__Objective__. Repeat the lines below, swapping each "Put a dot there" for "Mark that spot" and changing nothing else.

(Excerpts of pointing data)
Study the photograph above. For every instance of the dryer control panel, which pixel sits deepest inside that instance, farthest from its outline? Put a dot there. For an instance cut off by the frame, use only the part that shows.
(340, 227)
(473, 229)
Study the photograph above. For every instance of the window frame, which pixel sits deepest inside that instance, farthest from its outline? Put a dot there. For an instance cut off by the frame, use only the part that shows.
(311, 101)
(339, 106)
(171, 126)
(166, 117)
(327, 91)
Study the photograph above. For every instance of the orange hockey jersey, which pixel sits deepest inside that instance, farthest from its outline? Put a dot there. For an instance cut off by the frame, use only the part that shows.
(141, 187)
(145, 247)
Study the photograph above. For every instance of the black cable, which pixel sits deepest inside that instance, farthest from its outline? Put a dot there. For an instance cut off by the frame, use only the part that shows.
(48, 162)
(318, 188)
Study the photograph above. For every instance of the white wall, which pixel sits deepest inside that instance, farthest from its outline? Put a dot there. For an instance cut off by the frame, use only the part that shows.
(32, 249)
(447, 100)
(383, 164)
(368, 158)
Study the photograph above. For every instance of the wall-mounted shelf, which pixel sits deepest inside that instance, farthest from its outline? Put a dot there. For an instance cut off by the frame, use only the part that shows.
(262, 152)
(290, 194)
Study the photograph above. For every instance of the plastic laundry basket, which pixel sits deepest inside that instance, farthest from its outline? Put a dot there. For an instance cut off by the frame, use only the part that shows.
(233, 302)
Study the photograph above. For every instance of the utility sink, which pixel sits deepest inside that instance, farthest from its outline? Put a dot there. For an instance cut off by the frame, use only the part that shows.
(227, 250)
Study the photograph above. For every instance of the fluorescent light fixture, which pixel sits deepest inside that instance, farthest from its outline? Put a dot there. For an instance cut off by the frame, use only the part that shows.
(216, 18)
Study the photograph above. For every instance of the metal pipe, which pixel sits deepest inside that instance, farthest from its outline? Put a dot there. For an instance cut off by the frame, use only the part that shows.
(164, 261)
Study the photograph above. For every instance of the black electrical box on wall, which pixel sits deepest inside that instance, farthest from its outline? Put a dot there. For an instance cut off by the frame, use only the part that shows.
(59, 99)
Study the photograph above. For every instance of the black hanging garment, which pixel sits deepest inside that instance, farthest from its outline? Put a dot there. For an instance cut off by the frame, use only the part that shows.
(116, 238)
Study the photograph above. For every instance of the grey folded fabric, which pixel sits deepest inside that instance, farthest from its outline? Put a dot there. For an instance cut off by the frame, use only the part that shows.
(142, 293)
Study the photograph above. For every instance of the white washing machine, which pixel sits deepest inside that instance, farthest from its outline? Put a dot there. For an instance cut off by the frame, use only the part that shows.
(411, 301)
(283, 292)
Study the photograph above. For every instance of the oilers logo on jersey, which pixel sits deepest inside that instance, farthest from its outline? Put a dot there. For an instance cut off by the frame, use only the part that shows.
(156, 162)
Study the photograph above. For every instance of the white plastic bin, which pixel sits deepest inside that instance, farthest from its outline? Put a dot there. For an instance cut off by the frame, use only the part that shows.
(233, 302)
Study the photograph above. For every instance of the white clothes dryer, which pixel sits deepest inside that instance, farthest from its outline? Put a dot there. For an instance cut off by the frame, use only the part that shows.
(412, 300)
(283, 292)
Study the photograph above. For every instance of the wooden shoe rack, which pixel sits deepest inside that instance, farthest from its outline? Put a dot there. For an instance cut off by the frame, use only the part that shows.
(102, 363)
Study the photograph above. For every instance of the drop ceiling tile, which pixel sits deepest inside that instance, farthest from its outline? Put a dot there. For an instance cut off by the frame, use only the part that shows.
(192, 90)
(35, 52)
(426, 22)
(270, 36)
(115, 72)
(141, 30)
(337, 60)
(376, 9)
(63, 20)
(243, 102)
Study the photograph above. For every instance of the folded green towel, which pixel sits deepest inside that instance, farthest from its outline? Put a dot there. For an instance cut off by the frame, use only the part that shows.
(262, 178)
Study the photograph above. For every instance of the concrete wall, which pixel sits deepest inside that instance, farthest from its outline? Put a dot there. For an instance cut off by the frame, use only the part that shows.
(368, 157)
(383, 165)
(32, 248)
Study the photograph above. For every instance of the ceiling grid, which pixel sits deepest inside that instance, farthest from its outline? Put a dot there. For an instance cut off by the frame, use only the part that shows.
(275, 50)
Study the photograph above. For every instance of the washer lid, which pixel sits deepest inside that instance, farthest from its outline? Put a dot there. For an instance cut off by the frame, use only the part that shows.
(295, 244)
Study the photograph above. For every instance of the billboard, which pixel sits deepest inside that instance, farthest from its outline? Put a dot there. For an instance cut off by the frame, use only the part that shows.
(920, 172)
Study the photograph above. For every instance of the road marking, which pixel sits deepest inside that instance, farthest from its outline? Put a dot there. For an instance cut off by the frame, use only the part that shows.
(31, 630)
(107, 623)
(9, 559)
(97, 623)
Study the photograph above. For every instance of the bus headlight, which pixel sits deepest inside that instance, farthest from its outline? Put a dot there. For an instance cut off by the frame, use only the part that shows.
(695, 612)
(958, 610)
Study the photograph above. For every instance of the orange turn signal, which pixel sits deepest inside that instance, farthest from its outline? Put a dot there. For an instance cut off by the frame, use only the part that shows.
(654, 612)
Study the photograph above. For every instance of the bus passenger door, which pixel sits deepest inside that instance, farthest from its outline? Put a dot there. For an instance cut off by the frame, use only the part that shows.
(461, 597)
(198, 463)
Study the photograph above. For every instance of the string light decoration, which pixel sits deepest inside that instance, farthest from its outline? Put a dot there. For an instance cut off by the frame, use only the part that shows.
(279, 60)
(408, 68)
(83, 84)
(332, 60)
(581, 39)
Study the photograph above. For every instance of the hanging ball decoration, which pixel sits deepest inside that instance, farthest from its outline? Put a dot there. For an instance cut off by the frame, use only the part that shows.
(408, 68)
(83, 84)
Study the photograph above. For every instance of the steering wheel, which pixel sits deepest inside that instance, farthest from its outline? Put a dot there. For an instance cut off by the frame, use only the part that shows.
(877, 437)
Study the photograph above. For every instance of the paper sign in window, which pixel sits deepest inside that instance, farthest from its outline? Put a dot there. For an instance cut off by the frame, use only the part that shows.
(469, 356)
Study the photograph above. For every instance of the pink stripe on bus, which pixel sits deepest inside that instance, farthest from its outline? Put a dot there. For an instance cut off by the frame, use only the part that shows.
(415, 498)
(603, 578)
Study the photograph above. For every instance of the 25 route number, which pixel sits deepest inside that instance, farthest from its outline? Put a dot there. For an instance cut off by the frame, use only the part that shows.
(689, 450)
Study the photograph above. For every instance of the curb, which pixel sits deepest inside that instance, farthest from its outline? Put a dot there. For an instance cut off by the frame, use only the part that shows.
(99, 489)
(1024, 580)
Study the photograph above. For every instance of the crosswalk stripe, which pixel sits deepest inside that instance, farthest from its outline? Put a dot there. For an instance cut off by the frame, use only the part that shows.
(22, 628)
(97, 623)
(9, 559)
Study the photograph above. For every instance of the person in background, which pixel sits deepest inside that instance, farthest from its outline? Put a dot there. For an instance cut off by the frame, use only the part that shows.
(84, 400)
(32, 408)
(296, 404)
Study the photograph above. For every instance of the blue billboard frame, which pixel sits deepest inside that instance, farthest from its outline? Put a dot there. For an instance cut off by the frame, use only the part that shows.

__Task output__.
Study the photograph above. For every instance of the dryer control panel, which pixel sits deepest inside that instance, farthest from its outline? Mark that spot. For an instance cut off by the frame, use only the part that shows.
(340, 227)
(473, 229)
Study the photograph above. For every instance of the window frame, which pixel sits deepest inside that instance, farthest from its outline? Mark that spot. For an instance cut off by the frame, use only the part that shows.
(311, 101)
(339, 106)
(171, 126)
(166, 117)
(327, 91)
Study the photograph above. For every instance of the orange hockey jersey, which pixel sits deepest inside that instance, farthest from its outline? Mark that spot. For an instance cut off by the frame, use only the part that shows.
(141, 187)
(145, 247)
Study the photograph above. For every instance of the black cable, which pixel sits deepest inside that instance, farthest from its outline? Mark that spot. For an instance cut off by the frame, use only the part that shows.
(48, 162)
(318, 188)
Study the photograph above. For every instance of the white wall, which pixel sits deepest inside that instance, farthest from its outline? Mark that spot. For an instance cut off by the frame, use only the part that shows.
(32, 249)
(447, 100)
(383, 164)
(368, 158)
Study the photograph above. For every instance of the wall-mounted shelf, which pixel sits deepest inside that instance, farthest from its outline? Mark that spot. For an instance cut off by the frame, use only the part that shows.
(262, 152)
(290, 194)
Study the photograph above. For every instance of the plastic laundry basket, which pixel sits deepest inside that instance, farthest from its outline? Mark that spot. For an instance cut off by the frame, use only the part that shows.
(233, 302)
Study the photograph above. For every instance of the utility sink, which pixel sits deepest inside that instance, farthest from its outline? Mark that spot. For an instance cut off by the frame, use only the part that shows.
(227, 250)
Study the photograph above. For every instance of the fluorescent light fixture, which pixel sits deepest inside that instance, farthest from its outline? Mark that spot. For an instance cut off by the frame, use only the part that shows.
(216, 18)
Study the photograph above. For every instance of the metal pipe, which pixel sits deepest inside that instance, farthest from its outline? Mark that spot. For an instance cut off by the frame, use only the part that shows.
(164, 261)
Study the photograph above. For every instance of the black electrical box on wall, which pixel sits deepest inside that instance, farthest from its outline? Mark that spot. For an instance cut off by the frame, use only the part that shows.
(59, 99)
Study the photograph above. For every instance of the black hanging garment, which pixel sits deepest inside that instance, farthest from its outline? Mark that spot. For an instance cut off by the frame, use only the part that shows.
(116, 238)
Study the photograph above. For every instance of the grey folded fabric, which pixel sits deepest inside that instance, farthest from its outline? Mark that spot. For an instance cut off by the frame, use only the part that shows.
(142, 293)
Study the photograph above. For every instance of the white washing machine, which pixel sits deepest inside that instance, farthest from its outline? Mark that spot. For an instance cut off by the frame, use only the part that shows.
(411, 301)
(283, 292)
Study the photograph above. For every instance of the oilers logo on jersey, which pixel sits deepest inside that instance, farthest from its outline? Mark that spot. For an instance cut off by the frame, use only the part that shows.
(156, 162)
Study the photograph above. For every instance of the white plastic bin, which pixel sits deepest inside that instance, farthest from its outline? Mark that spot. For an instance cut off by the frame, use only the part that shows.
(233, 302)
Study the photograph above. For every instance of the white clothes dryer, which pixel sits deepest inside that instance, farthest from its outline? Mark that spot. For an instance cut off by the frame, use only the part that shows.
(412, 300)
(283, 292)
Study the photograph above. For every instance of the wooden shoe rack, which pixel sits deepest inside that instance, farthest from its outline? Mark that spot. For an instance cut off by the frame, use only the part that shows.
(102, 363)
Study the photograph above. For every instance of the drop ceiling tile, which pixel sits deepest inside that instance, farthest from its outline? Mark that spot. For an instance cut off by the frame, use only the part that shows.
(192, 90)
(35, 52)
(426, 22)
(270, 36)
(115, 72)
(141, 30)
(337, 60)
(376, 9)
(63, 20)
(243, 102)
Study the photograph above. For every instance of the folded green towel, which pixel sits deepest inside that instance, farthest from its outline? Mark that spot. For an instance cut off by the frame, use only the part that shows.
(262, 178)
Study the photograph above. For every instance of the concrete wall, which pixel sits deepest inside that instance, farthest from its outline? Mark that spot. For an instance cut off by the frame, use only the part that shows.
(368, 157)
(383, 165)
(32, 248)
Study the photograph above. For every instance of the ceiling grid, which pixel sits deepest inside that instance, farthest from its outline? Mark that spot. For an instance cut off by the frame, use only the part that shows.
(275, 50)
Study the photograph above. For every instance of the washer lid, which pixel sits deepest inside that instance, farthest from its outline? Mark that spot. For an instance cut off by the frame, use only the part that shows.
(295, 244)
Study the photograph above. For every instance of the billboard, which pixel sits deepest inside that instance, farthest from its outline? Mark that spot. For an instance cut off by the frame, use only the part that shows.
(920, 172)
Study the photograph above. For every instance of the road marking, which pixel sits deepest inside that instance, farthest from its outline? Mark that spot. For an instance cut off by the frame, use only the part that shows.
(31, 630)
(107, 623)
(9, 559)
(97, 623)
Study the photograph above. For every instance of the bus headlight, which pixel sits deepest inside that instance, farthest from its outline? Mark that spot. For an instance cut off by the frame, use only the part that shows.
(695, 612)
(958, 610)
Study the photograph above. For every instance of the orange turn signal, which pixel sits deepest inside that instance, farthest from its outline? Mark that spot. For an instance cut off by the frame, use only the part that shows.
(654, 612)
Study the photograph above. For every instance of the bus passenger door, which pixel sits deepest inside that instance, farthest from its outline? Mark that spot. For an instance cut off by the frame, use only the part that shows.
(461, 597)
(198, 463)
Study the photograph above. For every instance of the string light decoration, which pixel sits deepest inside that instance, farthest from its outline? Mark that spot. For an instance cut off by the frame, use only the part that shows.
(279, 60)
(408, 68)
(83, 84)
(332, 60)
(581, 39)
Study the photograph above. For every instance of the hanging ball decoration, which pixel sits deepest inside that instance, farthest from its outline? Mark that spot. For an instance cut off by the frame, use only the part that shows.
(408, 68)
(83, 84)
Study the photograph above. For every instance of the steering wheel, which pixel sits deepest inside that instance, farthest from its outline? Mark that spot. For an instance cut off by the frame, use only the part that shows.
(877, 437)
Study the photograph above. For every instance of the paper sign in window, which pixel sits deepest inside that instance, farthest from its outline? Mark that spot. For an instance cut off by the frame, use only the part that shows.
(469, 356)
Study the photograph above. For every instance of the pink stripe on bus, which pixel sits deepest inside that instance, farthest from its outline? Mark that spot. For an instance cut off by the frame, use only the part that shows.
(415, 498)
(603, 578)
Study the photograph above. For every instance of the 25 route number, which pixel sits deepest inside that instance, farthest from its outline? Mark that spot. For an instance cut off by the frame, use only the part that shows.
(689, 450)
Study the photograph above. For every instance of the curb, which pixel sits deepest inside that instance, farthest from its outline? Mark that spot. For an instance cut off by the frame, use only the part that shows.
(99, 489)
(1024, 580)
Study the photograph above. For every instance of the crosswalk stripe, which pixel sits deepest inside that instance, farthest from its outline? Mark that spot. For an instance cut off by the frame, use only the part that shows.
(22, 628)
(97, 623)
(9, 559)
Study the photograph above. For every instance of the person in background, which pixel sits deepest inside that instance, farthest from its outline? Mark that spot. For an instance cut off by the frame, use only the part that shows.
(84, 400)
(32, 408)
(296, 404)
Study the photograph above. For every instance of the blue billboard frame, which pixel sits deepest inside that instance, farthest from its outline? Mark that spot. For an instance cut off by the frame, use only the part that shows.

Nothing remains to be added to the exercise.